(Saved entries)
○ ○ ○ ○
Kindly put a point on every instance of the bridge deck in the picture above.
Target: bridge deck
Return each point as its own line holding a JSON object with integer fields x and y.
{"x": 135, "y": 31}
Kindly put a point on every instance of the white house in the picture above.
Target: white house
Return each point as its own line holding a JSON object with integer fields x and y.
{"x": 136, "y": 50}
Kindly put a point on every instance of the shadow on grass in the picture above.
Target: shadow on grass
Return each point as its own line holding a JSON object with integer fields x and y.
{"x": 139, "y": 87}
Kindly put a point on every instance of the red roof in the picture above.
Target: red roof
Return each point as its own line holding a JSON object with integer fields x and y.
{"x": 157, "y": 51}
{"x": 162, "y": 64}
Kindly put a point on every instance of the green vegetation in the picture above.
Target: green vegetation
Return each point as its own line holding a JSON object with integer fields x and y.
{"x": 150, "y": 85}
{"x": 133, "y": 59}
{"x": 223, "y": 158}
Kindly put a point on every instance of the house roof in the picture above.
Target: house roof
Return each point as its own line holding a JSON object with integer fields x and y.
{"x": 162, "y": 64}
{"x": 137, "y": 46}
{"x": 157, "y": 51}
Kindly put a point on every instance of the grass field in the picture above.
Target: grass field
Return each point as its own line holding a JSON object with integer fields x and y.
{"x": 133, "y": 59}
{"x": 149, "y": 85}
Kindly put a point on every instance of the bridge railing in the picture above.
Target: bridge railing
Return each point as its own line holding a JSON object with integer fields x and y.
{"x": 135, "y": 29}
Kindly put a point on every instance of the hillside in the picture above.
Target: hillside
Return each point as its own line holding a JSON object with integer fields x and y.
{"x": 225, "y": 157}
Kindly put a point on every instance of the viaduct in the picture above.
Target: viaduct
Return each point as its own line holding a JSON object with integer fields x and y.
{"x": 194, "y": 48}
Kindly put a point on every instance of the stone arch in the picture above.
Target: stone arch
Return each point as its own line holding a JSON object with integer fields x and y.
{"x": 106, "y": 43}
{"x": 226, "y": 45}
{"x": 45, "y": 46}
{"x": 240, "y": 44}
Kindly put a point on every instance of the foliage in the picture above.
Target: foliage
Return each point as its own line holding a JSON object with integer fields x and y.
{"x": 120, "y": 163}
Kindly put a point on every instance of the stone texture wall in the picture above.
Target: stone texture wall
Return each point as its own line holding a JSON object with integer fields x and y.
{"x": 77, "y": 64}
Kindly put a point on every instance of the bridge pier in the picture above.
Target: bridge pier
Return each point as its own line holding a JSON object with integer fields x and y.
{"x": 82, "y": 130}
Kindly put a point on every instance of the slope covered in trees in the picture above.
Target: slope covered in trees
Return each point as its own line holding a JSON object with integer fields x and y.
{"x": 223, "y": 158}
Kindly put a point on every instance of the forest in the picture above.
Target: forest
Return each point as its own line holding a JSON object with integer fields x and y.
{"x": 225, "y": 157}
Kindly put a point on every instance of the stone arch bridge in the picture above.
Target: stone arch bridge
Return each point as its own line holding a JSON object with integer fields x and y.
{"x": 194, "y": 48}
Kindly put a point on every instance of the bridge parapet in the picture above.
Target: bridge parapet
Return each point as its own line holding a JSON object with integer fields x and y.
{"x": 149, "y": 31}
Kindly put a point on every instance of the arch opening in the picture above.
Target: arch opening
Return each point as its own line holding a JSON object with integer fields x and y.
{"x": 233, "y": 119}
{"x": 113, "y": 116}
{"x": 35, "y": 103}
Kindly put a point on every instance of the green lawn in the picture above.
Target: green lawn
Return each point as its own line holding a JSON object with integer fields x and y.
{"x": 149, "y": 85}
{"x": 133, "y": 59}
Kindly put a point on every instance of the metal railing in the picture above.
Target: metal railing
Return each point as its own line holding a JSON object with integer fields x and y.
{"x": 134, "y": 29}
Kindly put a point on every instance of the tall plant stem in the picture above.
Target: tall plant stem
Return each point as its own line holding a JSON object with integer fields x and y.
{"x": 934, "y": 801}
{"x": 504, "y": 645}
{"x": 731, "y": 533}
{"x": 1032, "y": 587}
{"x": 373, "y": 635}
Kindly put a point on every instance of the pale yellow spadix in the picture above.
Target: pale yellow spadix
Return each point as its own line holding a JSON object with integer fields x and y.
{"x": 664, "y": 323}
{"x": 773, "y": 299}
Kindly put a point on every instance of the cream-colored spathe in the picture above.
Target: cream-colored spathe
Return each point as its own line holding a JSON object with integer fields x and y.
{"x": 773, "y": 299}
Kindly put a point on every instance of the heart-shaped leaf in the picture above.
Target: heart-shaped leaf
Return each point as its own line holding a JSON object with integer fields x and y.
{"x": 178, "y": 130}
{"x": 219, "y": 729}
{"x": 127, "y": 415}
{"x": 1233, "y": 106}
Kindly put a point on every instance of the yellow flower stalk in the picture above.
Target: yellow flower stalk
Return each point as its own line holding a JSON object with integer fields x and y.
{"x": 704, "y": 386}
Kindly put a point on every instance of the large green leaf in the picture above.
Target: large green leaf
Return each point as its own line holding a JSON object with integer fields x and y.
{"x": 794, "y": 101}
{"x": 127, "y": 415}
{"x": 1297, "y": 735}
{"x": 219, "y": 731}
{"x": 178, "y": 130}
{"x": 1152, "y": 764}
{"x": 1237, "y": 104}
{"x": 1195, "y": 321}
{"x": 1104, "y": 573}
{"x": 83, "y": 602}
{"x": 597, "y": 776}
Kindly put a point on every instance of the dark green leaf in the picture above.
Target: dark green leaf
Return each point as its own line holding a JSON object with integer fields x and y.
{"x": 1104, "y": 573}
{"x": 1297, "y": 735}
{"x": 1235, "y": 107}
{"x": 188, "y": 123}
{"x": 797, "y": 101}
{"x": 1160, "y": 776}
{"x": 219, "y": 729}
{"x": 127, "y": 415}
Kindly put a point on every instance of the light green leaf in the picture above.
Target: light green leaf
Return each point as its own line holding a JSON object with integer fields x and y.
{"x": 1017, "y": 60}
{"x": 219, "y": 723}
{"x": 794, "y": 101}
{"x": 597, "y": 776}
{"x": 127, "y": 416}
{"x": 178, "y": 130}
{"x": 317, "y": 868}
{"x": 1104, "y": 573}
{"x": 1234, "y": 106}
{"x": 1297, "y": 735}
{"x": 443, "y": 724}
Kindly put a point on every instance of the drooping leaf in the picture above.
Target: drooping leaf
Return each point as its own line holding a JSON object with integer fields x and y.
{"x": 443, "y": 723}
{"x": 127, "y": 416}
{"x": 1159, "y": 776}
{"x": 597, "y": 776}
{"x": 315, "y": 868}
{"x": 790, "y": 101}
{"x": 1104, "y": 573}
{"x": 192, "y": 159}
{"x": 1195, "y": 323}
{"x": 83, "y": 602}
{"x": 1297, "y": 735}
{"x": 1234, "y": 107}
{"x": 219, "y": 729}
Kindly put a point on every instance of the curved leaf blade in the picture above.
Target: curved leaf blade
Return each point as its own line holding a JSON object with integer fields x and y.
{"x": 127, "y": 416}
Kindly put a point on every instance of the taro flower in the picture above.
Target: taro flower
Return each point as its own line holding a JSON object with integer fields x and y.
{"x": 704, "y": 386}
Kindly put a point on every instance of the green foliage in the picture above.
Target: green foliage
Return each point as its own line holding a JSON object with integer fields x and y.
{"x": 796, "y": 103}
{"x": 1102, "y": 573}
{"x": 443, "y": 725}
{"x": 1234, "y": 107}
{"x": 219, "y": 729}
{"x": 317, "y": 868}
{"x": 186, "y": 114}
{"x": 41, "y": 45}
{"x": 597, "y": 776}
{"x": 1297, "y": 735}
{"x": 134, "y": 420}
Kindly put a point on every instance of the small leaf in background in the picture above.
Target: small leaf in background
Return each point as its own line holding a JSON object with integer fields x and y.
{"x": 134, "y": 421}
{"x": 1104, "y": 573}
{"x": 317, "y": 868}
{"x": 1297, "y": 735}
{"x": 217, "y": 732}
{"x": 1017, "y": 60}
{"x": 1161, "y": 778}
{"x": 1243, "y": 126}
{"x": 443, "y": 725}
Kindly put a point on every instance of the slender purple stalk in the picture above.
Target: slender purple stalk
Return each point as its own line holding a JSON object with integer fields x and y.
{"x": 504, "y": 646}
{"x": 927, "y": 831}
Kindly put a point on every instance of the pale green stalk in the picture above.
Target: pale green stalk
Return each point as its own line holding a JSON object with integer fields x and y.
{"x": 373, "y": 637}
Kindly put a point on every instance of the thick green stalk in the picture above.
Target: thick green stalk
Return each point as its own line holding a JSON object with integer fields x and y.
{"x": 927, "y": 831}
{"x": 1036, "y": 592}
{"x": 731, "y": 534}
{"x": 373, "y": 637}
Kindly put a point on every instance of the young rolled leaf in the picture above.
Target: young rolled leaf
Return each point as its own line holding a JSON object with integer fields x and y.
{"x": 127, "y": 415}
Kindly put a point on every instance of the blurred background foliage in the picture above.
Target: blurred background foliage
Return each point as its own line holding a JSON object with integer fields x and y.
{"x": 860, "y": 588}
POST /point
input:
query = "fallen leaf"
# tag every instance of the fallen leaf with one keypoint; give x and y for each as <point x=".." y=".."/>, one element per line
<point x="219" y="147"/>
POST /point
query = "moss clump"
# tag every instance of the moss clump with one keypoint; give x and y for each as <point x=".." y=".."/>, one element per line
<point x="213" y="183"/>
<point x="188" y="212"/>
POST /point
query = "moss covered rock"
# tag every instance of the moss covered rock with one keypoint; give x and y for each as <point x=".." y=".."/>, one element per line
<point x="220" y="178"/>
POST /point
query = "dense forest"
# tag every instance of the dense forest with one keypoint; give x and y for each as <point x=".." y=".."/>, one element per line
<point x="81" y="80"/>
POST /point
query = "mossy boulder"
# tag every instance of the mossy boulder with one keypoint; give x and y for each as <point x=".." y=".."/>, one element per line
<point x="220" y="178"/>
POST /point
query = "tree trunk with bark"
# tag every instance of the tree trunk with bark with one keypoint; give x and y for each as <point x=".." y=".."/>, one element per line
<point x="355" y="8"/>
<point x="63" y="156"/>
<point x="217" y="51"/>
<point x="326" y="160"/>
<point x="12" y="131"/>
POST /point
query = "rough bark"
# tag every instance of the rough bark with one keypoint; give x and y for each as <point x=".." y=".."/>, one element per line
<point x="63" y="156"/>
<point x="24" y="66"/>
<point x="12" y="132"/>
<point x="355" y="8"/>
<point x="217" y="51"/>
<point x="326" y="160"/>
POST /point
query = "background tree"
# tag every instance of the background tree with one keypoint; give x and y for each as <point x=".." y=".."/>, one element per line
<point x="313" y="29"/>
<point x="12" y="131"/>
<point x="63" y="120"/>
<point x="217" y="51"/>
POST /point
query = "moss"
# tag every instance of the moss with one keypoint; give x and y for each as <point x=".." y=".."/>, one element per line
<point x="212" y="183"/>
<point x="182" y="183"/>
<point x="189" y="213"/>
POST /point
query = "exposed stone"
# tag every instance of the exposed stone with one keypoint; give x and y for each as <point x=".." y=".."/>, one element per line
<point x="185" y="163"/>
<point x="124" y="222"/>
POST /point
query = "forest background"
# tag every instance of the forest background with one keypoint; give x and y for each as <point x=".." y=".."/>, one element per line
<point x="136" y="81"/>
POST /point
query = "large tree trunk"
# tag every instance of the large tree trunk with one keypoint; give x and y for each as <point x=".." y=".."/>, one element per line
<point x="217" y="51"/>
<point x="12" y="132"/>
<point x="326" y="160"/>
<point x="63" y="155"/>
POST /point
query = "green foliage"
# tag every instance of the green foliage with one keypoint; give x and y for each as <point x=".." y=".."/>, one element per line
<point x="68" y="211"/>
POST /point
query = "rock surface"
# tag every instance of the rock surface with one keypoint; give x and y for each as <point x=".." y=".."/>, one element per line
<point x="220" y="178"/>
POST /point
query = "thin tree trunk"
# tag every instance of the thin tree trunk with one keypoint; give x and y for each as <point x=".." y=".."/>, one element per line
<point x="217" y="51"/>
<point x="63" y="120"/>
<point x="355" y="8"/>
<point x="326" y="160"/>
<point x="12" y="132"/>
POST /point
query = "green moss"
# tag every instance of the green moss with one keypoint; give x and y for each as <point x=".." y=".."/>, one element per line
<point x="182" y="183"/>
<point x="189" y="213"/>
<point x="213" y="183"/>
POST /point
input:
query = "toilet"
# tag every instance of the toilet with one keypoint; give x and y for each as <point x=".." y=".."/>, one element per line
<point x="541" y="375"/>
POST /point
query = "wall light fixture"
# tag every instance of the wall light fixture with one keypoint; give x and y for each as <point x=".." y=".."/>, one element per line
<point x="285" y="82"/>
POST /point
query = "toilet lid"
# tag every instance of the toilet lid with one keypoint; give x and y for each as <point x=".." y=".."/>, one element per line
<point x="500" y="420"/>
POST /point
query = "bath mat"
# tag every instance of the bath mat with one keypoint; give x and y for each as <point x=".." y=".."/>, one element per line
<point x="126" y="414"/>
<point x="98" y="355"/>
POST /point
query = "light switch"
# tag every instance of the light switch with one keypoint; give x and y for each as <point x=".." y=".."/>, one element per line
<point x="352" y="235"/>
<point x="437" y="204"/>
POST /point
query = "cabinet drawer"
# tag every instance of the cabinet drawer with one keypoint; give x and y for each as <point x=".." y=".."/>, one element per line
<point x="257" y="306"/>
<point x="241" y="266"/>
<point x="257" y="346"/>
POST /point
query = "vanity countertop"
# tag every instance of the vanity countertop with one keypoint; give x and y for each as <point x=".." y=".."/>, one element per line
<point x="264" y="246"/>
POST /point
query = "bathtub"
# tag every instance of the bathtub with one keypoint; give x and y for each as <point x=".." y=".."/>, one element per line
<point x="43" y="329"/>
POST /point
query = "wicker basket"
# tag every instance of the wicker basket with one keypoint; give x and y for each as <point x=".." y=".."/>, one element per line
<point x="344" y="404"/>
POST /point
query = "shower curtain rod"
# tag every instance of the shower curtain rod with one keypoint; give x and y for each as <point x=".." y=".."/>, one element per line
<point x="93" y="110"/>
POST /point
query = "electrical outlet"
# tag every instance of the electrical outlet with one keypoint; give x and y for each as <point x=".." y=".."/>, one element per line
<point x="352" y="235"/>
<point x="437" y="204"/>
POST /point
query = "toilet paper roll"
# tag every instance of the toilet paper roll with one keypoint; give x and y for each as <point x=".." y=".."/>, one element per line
○ ○ ○ ○
Say how many lines in the entries include the string "small", and write nothing besides that number.

2